The request — Rewrite the records below, replacing "exhibition booth" with "display stand" wherever it occurs and keeping everything else the same.

Given records —
>>>

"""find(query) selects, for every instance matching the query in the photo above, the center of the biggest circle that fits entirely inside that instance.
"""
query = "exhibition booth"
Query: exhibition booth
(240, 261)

<<<

Result —
"""find(query) selects, for every instance matching the query in the photo above, the center of the biggest circle that fits entirely inside that instance.
"""
query = "display stand"
Query: display stand
(240, 261)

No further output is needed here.